課題: 以下のレコードから、文字列「dusty」を含む行をすべて抜き出して示してください。

演習用データ:
*-*-*
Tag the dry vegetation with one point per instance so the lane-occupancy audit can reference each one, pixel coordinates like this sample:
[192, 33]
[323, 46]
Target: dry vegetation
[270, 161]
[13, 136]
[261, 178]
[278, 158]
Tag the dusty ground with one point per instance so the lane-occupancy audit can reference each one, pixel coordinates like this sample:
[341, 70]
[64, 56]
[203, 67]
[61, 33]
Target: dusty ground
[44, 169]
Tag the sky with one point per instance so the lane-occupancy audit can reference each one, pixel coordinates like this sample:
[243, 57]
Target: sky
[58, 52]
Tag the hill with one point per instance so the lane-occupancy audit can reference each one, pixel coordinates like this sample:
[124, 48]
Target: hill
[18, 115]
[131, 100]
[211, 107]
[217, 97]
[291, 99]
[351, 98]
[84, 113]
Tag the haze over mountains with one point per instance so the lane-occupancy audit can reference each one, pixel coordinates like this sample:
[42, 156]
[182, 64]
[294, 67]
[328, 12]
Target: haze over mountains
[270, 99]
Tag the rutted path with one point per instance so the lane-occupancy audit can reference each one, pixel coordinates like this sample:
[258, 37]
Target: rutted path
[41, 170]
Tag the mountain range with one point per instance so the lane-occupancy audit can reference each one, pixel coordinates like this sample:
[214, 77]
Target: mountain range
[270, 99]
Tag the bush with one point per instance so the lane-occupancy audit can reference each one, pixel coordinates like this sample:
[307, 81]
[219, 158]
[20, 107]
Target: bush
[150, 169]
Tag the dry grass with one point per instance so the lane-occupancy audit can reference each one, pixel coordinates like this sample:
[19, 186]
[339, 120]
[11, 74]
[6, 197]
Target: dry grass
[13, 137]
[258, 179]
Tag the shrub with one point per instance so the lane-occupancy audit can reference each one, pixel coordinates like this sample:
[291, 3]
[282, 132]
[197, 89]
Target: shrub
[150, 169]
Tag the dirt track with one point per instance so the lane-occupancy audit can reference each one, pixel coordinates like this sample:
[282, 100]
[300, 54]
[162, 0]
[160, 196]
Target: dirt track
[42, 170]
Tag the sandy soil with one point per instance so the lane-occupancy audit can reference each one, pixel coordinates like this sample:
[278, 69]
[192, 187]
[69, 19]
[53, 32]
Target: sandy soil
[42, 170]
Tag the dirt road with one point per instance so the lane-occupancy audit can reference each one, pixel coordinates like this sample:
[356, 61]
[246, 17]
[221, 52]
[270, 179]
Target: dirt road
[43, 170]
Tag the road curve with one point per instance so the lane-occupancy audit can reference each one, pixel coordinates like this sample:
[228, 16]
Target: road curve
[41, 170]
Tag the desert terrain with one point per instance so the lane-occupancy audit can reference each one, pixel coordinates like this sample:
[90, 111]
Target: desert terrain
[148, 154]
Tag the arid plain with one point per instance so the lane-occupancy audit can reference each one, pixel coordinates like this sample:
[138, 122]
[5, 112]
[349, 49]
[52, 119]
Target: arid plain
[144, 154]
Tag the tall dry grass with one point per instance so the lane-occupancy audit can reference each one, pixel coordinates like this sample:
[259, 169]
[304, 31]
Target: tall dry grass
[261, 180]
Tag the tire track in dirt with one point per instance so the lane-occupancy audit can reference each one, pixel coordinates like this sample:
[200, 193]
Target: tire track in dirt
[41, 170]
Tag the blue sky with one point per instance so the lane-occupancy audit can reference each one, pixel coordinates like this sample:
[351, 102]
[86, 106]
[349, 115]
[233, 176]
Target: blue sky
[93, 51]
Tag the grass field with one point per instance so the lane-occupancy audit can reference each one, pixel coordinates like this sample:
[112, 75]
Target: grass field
*-*-*
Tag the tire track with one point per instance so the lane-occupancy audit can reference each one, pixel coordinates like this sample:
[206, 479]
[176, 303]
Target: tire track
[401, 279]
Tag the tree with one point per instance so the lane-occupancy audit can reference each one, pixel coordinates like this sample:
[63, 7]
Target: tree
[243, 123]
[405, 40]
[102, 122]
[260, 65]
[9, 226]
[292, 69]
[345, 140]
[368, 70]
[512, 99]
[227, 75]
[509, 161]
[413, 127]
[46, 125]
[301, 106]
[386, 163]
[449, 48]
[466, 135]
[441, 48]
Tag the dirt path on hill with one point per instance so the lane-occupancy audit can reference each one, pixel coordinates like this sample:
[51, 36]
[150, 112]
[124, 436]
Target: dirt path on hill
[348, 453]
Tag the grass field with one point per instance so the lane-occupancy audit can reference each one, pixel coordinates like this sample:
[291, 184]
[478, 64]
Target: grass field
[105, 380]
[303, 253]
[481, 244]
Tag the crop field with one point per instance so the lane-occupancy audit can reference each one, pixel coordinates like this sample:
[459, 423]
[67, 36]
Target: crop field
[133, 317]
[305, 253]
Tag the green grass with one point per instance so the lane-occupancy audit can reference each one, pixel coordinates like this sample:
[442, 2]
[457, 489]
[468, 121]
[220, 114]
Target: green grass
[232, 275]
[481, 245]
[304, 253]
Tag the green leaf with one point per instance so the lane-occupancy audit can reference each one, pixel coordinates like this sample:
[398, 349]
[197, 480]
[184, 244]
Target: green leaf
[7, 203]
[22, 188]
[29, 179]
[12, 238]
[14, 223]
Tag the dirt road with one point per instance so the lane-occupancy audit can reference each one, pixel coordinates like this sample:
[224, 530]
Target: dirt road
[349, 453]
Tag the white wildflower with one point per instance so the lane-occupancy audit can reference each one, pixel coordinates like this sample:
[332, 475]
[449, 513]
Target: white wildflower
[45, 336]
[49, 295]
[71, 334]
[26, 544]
*-*-*
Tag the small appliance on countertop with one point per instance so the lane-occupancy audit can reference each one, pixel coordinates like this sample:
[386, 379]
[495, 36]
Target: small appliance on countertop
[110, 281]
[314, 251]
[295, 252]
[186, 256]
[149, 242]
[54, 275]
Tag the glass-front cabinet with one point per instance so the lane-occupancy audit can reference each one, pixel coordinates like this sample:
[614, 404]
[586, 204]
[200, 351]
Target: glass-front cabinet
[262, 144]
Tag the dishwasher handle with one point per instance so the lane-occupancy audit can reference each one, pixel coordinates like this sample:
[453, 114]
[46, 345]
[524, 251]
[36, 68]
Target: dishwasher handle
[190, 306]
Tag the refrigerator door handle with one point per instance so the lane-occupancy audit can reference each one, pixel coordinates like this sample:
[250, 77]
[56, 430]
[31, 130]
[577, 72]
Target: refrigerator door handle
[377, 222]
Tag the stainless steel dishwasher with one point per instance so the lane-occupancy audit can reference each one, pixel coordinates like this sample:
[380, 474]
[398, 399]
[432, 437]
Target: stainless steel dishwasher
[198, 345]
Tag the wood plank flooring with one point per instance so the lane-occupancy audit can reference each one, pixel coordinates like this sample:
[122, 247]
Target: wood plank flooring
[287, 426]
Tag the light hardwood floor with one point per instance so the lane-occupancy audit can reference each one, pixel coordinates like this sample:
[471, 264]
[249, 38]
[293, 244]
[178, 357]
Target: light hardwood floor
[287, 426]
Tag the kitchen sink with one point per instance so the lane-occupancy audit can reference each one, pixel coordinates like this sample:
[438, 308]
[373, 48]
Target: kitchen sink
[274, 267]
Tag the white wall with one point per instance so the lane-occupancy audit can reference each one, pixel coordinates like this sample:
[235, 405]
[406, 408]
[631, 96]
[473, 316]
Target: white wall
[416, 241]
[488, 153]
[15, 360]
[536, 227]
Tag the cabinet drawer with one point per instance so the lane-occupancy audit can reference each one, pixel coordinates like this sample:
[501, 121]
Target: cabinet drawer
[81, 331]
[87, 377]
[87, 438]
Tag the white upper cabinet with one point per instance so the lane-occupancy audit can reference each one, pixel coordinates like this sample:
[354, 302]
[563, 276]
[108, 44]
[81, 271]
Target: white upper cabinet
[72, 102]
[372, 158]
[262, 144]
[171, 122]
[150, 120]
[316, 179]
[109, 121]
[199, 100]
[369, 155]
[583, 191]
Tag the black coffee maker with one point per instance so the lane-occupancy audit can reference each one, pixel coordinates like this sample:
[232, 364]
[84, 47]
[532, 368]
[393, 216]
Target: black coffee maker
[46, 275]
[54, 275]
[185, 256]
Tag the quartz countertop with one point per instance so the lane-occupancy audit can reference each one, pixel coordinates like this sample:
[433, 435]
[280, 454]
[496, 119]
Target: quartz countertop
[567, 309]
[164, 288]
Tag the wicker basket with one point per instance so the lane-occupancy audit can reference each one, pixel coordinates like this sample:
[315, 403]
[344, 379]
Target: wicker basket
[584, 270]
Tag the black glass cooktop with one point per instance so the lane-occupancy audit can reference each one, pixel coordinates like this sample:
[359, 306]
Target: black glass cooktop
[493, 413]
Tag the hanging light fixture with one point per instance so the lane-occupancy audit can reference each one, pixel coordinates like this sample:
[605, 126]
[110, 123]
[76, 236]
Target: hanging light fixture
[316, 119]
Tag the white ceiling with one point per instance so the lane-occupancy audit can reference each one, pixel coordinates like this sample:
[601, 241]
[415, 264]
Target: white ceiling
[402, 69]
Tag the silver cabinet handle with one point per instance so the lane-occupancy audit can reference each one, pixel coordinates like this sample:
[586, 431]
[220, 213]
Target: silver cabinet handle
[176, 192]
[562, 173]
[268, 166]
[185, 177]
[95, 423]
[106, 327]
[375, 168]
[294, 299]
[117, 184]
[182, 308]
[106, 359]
*-*-*
解答:
Tag the dusty ground with one point per instance so the lane-occupancy audit can reference each one, pixel coordinates like this sample:
Target: dusty ground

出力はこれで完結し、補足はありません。